*INSTRUCTIONS FOR THE TASK*: Here is the listing. Print it exactly.

*RECORD SET*:
-- -- --

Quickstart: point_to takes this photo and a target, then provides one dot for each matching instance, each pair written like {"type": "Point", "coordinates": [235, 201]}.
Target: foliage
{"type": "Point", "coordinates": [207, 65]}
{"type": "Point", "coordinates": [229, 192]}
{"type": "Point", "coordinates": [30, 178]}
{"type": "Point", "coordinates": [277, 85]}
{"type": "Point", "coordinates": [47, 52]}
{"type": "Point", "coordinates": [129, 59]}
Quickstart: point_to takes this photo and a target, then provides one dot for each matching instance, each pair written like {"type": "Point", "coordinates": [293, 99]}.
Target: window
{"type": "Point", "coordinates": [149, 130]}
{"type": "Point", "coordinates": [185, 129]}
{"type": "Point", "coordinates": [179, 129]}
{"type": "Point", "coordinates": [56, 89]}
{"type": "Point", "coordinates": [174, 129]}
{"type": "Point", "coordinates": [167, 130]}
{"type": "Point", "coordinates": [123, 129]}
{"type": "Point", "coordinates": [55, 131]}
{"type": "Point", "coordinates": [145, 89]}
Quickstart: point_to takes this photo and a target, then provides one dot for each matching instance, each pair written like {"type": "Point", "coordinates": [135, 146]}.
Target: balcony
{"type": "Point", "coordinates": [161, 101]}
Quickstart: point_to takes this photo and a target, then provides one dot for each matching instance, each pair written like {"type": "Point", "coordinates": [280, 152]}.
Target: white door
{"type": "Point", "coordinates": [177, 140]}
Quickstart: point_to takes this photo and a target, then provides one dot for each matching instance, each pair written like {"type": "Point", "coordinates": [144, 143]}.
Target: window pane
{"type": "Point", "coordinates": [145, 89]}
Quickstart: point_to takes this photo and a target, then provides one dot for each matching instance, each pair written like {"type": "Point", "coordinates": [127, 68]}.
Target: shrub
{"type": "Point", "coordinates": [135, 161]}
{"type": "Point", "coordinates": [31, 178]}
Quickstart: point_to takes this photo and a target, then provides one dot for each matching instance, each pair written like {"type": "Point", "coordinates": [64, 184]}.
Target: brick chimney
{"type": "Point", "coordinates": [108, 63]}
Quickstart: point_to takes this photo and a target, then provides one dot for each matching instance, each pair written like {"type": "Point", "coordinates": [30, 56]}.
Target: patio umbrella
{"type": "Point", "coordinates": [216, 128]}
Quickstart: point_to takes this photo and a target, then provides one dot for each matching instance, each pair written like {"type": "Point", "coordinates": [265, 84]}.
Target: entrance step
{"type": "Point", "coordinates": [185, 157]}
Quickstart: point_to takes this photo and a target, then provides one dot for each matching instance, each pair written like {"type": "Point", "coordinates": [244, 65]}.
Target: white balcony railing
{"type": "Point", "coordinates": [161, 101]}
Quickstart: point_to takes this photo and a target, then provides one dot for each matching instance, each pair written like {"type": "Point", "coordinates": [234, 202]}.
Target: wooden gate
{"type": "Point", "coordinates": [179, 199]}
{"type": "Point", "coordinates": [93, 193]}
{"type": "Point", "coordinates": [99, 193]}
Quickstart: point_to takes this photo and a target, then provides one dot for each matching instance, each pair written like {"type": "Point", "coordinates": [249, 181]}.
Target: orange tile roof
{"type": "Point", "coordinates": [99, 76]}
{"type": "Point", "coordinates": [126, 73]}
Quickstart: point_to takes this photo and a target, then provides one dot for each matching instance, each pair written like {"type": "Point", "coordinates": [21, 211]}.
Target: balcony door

-- -- --

*OUTPUT OF THE EXERCISE*:
Quickstart: point_to takes this photo and a target, then provides one dot for each matching instance, each pair written like {"type": "Point", "coordinates": [235, 201]}.
Target: foliage
{"type": "Point", "coordinates": [207, 65]}
{"type": "Point", "coordinates": [229, 192]}
{"type": "Point", "coordinates": [30, 178]}
{"type": "Point", "coordinates": [277, 85]}
{"type": "Point", "coordinates": [47, 52]}
{"type": "Point", "coordinates": [129, 59]}
Quickstart: point_to takes this photo and a target, then provides one dot for each matching instance, each pair written like {"type": "Point", "coordinates": [293, 99]}.
Target: window
{"type": "Point", "coordinates": [149, 130]}
{"type": "Point", "coordinates": [185, 129]}
{"type": "Point", "coordinates": [179, 129]}
{"type": "Point", "coordinates": [56, 89]}
{"type": "Point", "coordinates": [174, 129]}
{"type": "Point", "coordinates": [167, 130]}
{"type": "Point", "coordinates": [123, 129]}
{"type": "Point", "coordinates": [55, 131]}
{"type": "Point", "coordinates": [145, 89]}
Quickstart: point_to takes this photo and a target, then provides one dot for each matching instance, each pair written like {"type": "Point", "coordinates": [135, 146]}.
Target: balcony
{"type": "Point", "coordinates": [161, 101]}
Quickstart: point_to takes this photo and a target, then provides one dot for each matching instance, each pair written like {"type": "Point", "coordinates": [280, 152]}.
Target: white door
{"type": "Point", "coordinates": [177, 140]}
Quickstart: point_to takes this photo and a target, then provides one dot for each matching instance, each pair written like {"type": "Point", "coordinates": [144, 143]}.
Target: window pane
{"type": "Point", "coordinates": [145, 89]}
Quickstart: point_to takes this photo and a target, then provides one dot for each matching instance, each pair written like {"type": "Point", "coordinates": [127, 68]}.
Target: shrub
{"type": "Point", "coordinates": [135, 161]}
{"type": "Point", "coordinates": [31, 178]}
Quickstart: point_to takes this photo and a target, then provides one dot for each matching instance, each pair written like {"type": "Point", "coordinates": [64, 184]}.
Target: brick chimney
{"type": "Point", "coordinates": [108, 63]}
Quickstart: point_to takes this photo and a target, then provides one dot for each matching instance, each pair written like {"type": "Point", "coordinates": [30, 56]}.
Target: patio umbrella
{"type": "Point", "coordinates": [216, 128]}
Quickstart: point_to takes this photo and a target, then provides one dot for each matching instance, each pair written like {"type": "Point", "coordinates": [265, 84]}.
Target: entrance step
{"type": "Point", "coordinates": [185, 157]}
Quickstart: point_to takes this photo and a target, then provides one dot for each matching instance, each pair written like {"type": "Point", "coordinates": [244, 65]}.
Target: white balcony railing
{"type": "Point", "coordinates": [161, 101]}
Quickstart: point_to takes this photo and a target, then provides one dot for each matching instance, each pair written like {"type": "Point", "coordinates": [234, 202]}.
Target: wooden gate
{"type": "Point", "coordinates": [179, 199]}
{"type": "Point", "coordinates": [93, 193]}
{"type": "Point", "coordinates": [99, 193]}
Quickstart: point_to takes this photo and a target, then provides one dot for each matching instance, each pair written like {"type": "Point", "coordinates": [249, 181]}.
Target: orange tile roof
{"type": "Point", "coordinates": [99, 76]}
{"type": "Point", "coordinates": [126, 73]}
Quickstart: point_to takes this photo and a target, then provides one dot for each matching instance, each pair written like {"type": "Point", "coordinates": [21, 211]}.
Target: balcony door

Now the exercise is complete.